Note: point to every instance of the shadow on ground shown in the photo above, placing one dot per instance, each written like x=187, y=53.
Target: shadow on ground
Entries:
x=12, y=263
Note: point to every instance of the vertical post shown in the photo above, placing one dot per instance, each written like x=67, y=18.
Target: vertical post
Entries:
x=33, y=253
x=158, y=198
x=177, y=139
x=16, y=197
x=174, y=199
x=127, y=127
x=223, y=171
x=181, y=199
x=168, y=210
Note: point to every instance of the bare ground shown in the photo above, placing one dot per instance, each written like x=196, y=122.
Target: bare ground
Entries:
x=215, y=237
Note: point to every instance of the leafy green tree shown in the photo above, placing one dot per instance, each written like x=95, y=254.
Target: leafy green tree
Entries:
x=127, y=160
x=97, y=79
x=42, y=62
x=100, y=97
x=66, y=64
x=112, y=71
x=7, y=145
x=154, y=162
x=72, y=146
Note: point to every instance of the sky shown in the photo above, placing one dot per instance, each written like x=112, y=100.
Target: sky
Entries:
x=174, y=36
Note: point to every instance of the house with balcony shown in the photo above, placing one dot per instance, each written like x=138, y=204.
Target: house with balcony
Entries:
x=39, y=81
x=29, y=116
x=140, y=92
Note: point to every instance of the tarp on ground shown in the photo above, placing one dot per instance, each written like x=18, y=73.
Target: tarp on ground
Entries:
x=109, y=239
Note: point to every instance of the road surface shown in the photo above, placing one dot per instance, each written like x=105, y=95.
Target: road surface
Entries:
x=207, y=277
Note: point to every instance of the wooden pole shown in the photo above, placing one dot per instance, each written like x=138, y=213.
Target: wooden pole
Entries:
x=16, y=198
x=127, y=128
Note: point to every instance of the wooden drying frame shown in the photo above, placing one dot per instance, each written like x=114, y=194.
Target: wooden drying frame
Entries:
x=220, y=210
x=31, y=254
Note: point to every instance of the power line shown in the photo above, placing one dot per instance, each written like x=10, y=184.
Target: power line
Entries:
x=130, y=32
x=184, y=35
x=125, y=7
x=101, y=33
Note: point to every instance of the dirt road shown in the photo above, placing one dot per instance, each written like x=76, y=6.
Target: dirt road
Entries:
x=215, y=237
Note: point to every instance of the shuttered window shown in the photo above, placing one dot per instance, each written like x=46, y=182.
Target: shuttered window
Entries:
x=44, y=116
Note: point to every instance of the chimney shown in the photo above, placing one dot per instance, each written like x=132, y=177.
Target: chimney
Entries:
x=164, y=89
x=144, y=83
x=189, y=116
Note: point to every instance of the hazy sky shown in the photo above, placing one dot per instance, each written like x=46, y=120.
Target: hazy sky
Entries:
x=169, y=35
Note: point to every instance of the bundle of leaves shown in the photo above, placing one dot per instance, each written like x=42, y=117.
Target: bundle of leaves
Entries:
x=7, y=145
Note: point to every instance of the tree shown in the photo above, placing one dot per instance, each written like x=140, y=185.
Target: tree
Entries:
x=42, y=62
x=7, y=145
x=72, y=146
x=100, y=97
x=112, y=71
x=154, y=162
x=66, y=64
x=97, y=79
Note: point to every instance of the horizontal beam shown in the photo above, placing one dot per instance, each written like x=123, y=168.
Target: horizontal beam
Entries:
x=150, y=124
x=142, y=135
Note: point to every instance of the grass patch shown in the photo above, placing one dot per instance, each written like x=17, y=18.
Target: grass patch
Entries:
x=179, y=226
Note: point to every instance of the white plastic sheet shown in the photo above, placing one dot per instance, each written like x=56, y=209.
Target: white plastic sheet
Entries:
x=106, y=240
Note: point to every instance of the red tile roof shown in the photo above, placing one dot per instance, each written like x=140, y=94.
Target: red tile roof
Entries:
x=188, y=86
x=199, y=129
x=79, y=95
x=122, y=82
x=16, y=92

========================================

> _Written task_:
Return, word for word, the part of the records that begins with the line containing "Note: point to every instance of the white" and runs through the end of the records, including both ends.

> _Full answer_:
Note: point to every instance of the white plastic sheet shown in the photo above, placing one dot per instance, each written like x=56, y=209.
Target: white plastic sheet
Entries:
x=106, y=240
Note: point to every instance of the red tile roof shown in the photo above, placing one dot per instance, each written like x=140, y=94.
Target: red tile roof
Entries:
x=188, y=86
x=199, y=129
x=79, y=95
x=122, y=82
x=16, y=92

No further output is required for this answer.